Do this> Only the lines from the one containing "[point] every instance of the upper" to the end of the entries should be written out, each exactly as it stands, both ends included.
** START OF Records for the task **
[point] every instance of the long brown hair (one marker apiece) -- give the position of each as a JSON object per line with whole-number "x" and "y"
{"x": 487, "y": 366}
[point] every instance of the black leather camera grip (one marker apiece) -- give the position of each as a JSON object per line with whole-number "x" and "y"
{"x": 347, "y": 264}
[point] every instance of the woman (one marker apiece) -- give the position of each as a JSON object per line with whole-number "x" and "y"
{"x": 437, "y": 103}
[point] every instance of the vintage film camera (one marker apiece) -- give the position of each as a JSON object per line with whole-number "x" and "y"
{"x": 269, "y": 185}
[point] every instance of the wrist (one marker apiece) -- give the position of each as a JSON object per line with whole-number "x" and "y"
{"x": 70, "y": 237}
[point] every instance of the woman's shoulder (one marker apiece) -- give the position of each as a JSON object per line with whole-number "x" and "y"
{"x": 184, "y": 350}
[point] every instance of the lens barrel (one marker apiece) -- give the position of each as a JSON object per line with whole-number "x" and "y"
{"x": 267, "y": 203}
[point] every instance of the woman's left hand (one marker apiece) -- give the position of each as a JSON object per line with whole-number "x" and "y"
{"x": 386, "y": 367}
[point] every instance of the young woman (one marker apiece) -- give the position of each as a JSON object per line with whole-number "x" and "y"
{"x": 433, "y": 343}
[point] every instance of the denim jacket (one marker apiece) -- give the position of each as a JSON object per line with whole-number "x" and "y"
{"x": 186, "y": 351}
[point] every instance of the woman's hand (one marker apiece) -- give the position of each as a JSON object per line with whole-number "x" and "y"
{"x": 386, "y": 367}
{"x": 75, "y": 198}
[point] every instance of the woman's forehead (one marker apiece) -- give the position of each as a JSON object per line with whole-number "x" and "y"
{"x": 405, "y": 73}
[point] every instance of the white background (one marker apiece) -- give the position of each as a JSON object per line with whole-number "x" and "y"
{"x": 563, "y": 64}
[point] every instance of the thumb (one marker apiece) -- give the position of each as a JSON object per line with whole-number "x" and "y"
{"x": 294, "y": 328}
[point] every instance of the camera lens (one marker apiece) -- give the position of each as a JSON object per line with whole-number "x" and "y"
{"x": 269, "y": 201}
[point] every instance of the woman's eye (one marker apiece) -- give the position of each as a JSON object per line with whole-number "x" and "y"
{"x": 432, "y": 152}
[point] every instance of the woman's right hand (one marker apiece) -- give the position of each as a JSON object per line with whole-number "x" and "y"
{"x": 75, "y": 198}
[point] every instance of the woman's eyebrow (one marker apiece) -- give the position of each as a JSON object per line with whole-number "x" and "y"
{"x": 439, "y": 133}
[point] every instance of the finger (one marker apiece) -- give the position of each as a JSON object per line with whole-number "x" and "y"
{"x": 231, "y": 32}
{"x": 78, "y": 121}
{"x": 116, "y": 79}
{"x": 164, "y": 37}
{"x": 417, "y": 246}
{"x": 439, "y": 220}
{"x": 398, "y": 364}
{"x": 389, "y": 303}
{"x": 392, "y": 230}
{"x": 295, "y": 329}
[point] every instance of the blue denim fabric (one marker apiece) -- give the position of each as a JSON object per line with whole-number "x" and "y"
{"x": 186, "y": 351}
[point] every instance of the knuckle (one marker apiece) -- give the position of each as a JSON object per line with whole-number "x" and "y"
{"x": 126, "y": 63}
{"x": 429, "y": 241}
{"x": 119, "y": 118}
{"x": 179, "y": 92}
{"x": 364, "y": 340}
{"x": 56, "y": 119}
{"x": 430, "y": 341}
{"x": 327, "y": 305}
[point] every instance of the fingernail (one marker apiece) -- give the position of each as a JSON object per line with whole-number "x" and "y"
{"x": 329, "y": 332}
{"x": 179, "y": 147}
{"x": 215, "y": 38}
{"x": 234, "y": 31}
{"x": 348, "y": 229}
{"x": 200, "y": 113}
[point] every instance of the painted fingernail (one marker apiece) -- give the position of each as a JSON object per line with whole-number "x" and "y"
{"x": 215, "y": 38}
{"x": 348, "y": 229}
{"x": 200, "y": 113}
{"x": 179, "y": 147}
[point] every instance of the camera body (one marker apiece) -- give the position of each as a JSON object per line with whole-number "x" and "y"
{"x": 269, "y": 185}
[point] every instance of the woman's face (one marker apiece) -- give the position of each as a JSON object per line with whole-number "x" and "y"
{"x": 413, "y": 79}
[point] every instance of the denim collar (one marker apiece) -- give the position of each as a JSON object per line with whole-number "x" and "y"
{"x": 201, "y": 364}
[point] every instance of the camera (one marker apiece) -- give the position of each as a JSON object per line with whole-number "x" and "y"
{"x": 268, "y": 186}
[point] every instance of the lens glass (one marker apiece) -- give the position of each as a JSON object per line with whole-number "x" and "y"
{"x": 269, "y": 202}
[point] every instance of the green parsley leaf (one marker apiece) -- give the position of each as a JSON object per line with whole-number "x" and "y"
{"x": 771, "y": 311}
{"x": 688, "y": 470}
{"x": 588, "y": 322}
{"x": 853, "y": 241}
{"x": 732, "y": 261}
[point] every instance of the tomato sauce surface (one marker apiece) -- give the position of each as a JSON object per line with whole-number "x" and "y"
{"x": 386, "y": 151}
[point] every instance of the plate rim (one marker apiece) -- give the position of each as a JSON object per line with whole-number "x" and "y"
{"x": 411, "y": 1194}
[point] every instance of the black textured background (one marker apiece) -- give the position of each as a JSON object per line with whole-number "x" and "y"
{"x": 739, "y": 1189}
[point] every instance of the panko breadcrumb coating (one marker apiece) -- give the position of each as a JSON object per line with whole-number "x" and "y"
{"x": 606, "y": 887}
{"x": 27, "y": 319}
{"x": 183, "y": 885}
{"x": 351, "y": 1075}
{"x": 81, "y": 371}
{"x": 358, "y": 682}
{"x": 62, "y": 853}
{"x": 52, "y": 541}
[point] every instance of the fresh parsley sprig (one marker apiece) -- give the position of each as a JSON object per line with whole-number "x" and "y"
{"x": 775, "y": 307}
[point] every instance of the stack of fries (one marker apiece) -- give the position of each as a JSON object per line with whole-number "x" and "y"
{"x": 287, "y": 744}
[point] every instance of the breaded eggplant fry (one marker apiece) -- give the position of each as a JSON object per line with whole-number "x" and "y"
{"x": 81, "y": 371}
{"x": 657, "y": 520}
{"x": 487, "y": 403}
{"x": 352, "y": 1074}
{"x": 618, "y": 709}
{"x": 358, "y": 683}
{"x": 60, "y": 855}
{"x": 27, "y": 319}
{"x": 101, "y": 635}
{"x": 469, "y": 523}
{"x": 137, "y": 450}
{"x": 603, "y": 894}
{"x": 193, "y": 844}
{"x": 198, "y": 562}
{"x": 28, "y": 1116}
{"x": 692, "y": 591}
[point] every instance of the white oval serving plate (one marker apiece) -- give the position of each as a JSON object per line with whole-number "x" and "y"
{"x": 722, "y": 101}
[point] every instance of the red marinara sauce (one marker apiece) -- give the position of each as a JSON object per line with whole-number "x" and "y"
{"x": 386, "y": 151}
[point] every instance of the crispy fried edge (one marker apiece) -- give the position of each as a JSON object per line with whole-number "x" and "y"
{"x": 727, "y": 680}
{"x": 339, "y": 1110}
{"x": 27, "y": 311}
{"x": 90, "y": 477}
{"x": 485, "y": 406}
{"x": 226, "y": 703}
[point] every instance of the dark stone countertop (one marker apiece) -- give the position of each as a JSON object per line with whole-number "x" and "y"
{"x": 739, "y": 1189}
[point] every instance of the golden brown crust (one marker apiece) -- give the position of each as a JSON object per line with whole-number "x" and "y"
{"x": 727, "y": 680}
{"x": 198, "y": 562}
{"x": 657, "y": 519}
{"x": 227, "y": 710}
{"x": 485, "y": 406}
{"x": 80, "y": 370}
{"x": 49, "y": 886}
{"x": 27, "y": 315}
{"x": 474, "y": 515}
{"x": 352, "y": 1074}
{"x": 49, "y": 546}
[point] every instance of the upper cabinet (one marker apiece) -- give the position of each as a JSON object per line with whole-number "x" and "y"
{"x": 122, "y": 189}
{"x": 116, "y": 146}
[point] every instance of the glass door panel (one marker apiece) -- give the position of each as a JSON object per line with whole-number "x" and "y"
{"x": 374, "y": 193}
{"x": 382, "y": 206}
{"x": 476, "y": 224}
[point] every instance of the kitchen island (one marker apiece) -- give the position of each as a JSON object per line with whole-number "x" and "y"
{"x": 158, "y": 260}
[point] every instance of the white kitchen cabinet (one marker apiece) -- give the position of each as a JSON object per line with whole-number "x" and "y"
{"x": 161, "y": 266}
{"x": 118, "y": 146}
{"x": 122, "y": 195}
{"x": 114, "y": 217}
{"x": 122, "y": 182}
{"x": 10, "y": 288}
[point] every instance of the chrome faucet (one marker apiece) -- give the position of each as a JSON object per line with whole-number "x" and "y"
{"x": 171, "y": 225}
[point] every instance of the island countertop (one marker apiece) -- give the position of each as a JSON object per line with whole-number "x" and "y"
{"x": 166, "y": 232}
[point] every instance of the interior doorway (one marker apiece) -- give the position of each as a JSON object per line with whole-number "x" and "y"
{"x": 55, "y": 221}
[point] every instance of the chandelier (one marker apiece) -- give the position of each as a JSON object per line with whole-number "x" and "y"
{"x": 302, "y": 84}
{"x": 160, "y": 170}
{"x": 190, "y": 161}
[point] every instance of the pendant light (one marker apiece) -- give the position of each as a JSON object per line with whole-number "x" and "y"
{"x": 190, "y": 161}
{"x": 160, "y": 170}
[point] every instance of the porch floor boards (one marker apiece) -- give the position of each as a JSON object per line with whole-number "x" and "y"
** END OF Records for the task **
Output for this task>
[point] every instance of the upper cabinet (one marker apiece) -- give the position of each as a JSON object per line with whole-number "x" and "y"
{"x": 122, "y": 189}
{"x": 116, "y": 146}
[point] every instance of the glass door panel (one marker apiece) -- give the position of each as a JSON object per line with whole-number "x" and "y"
{"x": 374, "y": 193}
{"x": 382, "y": 206}
{"x": 476, "y": 224}
[point] every instance of the kitchen island (one marker apiece) -- give the position of each as a JSON object per line with whole-number "x" and "y"
{"x": 158, "y": 260}
[point] every instance of the white kitchen cabinet (one marker apiece) -- give the position of each as a JSON object per line with whole-number "x" and "y"
{"x": 161, "y": 266}
{"x": 118, "y": 146}
{"x": 122, "y": 195}
{"x": 114, "y": 217}
{"x": 122, "y": 182}
{"x": 10, "y": 288}
[point] every instance of the chrome faucet (one marker apiece) -- give the position of each as a JSON object per line with whole-number "x" and "y"
{"x": 171, "y": 225}
[point] every instance of the island countertop (one marker apiece) -- give the position of each as a JSON object per line with whole-number "x" and "y"
{"x": 166, "y": 232}
[point] every instance of the interior doorway (one marker apiece) -- give the position of each as a JSON object per line with whole-number "x" and "y"
{"x": 55, "y": 221}
[point] every instance of the chandelier (one marker apiece) -- give the position of each as a JSON object per line with whole-number "x" and "y"
{"x": 302, "y": 84}
{"x": 160, "y": 170}
{"x": 190, "y": 161}
[point] every instance of the pendant light (one marker apiece) -- give the position of each as a JSON object per line with whole-number "x" and "y"
{"x": 190, "y": 161}
{"x": 160, "y": 170}
[point] every instance of the porch floor boards (one marker apiece) -- give the position of each as a JSON object per line with whole-number "x" and "y"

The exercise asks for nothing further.